___ Data provided ___

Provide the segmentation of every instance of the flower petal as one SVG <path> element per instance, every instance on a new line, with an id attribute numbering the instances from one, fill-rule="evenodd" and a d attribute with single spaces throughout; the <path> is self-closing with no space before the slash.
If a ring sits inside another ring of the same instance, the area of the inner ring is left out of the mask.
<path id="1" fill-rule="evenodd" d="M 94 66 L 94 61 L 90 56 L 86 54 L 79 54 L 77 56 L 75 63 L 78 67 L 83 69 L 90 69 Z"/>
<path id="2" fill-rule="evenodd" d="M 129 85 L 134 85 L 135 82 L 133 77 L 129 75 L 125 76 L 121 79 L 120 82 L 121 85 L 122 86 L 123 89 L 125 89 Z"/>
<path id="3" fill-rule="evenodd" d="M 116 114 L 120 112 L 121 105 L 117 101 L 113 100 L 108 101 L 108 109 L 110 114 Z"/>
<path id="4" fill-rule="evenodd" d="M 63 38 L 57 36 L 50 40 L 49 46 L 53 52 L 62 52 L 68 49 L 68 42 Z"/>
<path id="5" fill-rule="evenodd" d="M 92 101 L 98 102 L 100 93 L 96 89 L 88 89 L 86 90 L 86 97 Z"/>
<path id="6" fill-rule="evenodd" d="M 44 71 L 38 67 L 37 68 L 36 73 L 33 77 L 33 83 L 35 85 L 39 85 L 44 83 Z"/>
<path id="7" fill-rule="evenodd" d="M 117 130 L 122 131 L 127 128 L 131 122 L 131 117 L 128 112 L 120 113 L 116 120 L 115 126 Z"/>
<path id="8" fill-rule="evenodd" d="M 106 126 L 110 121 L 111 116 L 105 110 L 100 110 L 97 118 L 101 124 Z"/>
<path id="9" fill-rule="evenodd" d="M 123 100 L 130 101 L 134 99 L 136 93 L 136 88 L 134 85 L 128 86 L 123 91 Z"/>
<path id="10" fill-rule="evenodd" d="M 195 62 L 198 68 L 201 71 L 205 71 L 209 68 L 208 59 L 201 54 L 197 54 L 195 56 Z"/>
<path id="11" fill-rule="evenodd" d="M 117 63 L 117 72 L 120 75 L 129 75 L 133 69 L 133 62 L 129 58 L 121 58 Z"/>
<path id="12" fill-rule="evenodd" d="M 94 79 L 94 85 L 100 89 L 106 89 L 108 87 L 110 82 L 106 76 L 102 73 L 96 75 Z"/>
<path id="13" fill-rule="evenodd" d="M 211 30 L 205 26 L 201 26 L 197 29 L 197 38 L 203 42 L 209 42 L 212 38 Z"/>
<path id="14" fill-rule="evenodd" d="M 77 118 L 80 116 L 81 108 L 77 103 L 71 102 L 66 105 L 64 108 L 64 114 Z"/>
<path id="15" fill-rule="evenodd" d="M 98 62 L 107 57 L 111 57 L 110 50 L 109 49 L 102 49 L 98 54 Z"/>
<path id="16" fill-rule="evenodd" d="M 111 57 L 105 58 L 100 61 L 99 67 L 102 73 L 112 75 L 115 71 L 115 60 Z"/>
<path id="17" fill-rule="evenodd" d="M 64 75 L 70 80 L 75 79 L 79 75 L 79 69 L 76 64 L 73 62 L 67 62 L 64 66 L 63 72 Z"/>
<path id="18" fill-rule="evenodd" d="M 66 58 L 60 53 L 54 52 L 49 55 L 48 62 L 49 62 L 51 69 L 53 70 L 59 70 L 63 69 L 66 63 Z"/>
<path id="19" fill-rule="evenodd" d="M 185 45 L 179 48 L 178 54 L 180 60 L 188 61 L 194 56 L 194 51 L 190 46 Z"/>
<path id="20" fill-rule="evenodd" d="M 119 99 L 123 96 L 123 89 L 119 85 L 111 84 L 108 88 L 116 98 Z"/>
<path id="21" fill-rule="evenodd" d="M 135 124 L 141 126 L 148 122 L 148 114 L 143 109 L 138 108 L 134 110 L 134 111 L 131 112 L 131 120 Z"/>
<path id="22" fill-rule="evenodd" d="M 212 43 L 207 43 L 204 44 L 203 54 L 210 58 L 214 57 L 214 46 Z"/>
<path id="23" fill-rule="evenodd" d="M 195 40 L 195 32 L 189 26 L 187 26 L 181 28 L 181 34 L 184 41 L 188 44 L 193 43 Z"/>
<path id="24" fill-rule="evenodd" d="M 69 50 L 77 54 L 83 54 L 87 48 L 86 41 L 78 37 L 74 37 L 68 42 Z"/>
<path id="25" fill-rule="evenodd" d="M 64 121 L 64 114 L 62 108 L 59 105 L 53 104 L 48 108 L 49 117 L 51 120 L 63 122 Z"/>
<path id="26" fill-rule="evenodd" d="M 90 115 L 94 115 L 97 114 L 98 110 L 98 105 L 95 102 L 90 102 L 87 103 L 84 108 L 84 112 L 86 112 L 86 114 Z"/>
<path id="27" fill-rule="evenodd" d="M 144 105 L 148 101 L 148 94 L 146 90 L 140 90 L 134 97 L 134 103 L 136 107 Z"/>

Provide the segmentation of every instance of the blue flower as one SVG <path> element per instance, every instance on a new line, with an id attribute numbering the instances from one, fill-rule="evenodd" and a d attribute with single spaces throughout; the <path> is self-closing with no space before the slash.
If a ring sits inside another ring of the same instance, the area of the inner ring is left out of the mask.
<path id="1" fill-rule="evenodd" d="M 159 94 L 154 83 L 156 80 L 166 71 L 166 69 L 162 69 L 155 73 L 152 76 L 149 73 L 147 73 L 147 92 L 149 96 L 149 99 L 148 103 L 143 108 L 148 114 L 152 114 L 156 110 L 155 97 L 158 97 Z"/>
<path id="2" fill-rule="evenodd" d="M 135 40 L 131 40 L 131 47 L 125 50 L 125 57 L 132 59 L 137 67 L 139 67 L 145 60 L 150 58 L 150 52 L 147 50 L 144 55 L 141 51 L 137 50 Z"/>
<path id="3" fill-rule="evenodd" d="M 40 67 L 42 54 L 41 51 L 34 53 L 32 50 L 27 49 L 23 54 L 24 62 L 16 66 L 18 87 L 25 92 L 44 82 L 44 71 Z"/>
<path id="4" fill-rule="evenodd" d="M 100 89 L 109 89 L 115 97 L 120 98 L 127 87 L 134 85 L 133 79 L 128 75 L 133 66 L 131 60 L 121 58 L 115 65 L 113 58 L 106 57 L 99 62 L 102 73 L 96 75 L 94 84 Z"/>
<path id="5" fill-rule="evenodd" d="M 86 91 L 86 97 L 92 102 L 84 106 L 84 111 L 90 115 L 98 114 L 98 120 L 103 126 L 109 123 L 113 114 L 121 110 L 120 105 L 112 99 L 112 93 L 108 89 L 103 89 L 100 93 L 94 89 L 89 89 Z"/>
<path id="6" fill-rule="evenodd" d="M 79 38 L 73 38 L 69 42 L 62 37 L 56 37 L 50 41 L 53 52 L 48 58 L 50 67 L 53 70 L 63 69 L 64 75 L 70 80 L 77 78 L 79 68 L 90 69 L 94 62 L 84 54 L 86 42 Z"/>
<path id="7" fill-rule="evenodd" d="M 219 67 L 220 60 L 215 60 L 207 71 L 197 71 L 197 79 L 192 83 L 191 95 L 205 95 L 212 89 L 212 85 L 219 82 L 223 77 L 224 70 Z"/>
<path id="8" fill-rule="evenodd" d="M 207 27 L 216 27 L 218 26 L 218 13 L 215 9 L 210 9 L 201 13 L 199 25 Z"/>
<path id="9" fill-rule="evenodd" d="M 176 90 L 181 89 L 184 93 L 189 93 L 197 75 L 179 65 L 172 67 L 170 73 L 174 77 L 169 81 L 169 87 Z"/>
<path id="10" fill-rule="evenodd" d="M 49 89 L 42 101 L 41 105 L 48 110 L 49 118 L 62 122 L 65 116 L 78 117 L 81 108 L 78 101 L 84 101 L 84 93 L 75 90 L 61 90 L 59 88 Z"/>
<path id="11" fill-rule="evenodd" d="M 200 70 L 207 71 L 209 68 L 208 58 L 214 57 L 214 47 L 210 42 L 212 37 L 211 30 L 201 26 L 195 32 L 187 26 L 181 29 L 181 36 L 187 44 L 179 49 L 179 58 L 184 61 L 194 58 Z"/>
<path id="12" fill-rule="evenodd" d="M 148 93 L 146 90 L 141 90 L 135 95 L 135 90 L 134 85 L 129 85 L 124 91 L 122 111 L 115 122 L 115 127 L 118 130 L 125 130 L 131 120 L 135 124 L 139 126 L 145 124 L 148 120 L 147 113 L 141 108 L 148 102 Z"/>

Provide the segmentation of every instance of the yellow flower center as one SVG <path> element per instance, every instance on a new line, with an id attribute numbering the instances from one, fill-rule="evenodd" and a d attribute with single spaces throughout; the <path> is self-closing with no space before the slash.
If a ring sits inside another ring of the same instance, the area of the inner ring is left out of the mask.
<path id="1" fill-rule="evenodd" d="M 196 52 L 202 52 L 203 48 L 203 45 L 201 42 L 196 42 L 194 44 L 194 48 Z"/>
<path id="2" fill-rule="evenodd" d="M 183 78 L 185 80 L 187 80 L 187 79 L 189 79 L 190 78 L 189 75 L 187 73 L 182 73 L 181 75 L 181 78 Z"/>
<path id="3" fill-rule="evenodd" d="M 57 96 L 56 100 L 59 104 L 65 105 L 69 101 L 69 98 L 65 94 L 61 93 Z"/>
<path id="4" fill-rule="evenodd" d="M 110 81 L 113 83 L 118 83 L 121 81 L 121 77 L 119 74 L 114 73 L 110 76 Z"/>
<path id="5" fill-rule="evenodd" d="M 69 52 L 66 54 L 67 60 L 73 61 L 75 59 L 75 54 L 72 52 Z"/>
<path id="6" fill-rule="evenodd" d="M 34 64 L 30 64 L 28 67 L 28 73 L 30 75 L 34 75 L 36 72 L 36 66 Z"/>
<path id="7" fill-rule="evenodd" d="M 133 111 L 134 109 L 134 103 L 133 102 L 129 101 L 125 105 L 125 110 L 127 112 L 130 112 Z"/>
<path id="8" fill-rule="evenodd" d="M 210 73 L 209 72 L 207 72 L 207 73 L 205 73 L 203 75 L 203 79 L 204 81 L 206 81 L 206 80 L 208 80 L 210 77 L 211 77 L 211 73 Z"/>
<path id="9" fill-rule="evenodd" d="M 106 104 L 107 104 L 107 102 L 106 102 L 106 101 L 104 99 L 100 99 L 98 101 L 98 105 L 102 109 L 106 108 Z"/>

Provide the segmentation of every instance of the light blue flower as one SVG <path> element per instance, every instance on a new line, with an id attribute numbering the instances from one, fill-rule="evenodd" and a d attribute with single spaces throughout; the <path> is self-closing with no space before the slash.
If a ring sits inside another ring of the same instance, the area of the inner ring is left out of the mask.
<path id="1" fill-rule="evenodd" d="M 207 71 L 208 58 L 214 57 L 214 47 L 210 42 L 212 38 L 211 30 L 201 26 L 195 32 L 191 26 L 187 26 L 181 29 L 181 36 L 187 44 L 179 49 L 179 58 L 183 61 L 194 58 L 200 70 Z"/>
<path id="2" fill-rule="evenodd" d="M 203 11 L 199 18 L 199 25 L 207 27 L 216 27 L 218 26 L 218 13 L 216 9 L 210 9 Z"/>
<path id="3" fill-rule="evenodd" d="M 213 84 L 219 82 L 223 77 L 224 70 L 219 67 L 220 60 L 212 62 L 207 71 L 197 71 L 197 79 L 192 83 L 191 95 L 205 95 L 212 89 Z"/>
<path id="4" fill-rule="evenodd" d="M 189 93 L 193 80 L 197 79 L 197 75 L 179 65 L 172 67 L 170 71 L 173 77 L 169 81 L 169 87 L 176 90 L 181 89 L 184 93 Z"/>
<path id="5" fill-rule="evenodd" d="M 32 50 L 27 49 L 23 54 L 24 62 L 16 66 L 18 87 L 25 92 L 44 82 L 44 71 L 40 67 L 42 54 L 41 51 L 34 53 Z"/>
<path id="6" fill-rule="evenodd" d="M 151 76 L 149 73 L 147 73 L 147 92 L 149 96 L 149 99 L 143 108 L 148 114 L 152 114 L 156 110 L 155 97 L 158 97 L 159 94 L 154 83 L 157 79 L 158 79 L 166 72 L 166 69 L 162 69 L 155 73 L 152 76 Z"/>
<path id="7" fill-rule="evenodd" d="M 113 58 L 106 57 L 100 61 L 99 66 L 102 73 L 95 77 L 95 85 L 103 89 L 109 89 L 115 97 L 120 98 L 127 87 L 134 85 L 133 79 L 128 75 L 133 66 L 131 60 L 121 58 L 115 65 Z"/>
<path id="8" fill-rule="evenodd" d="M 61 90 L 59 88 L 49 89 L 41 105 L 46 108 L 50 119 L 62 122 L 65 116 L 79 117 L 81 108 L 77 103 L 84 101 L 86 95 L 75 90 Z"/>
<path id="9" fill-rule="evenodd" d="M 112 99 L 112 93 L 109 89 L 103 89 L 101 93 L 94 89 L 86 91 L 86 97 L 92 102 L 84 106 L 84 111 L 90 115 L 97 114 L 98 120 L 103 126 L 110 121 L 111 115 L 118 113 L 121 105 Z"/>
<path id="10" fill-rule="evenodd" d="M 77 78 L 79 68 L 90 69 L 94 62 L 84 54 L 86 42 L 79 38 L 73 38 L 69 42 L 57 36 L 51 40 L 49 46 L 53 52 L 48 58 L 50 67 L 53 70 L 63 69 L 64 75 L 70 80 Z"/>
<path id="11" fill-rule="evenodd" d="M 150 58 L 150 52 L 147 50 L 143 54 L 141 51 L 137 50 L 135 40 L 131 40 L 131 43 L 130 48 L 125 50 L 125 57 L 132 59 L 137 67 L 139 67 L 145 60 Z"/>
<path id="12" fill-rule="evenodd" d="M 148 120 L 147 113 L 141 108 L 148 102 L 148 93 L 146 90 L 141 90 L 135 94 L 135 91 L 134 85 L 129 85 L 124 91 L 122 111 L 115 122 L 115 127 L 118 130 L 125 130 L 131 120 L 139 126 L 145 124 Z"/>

___

## Aim
Pull out, word for word, the lines from the beginning of the records through the line that contains "94 66 L 94 61", both ends included.

## Solution to the problem
Provide the segmentation of every instance of the flower petal as one SVG <path> element per instance, every instance on a new line, with an id attribute numbering the instances from one, fill-rule="evenodd" and a d attribute with single spaces throughout; the <path> is self-closing with no space before the slash.
If a ring sits inside another ring of the same instance, the area of the inner ring is left out of the mask.
<path id="1" fill-rule="evenodd" d="M 94 66 L 94 61 L 90 56 L 86 54 L 79 54 L 77 56 L 75 63 L 78 67 L 83 69 L 90 69 Z"/>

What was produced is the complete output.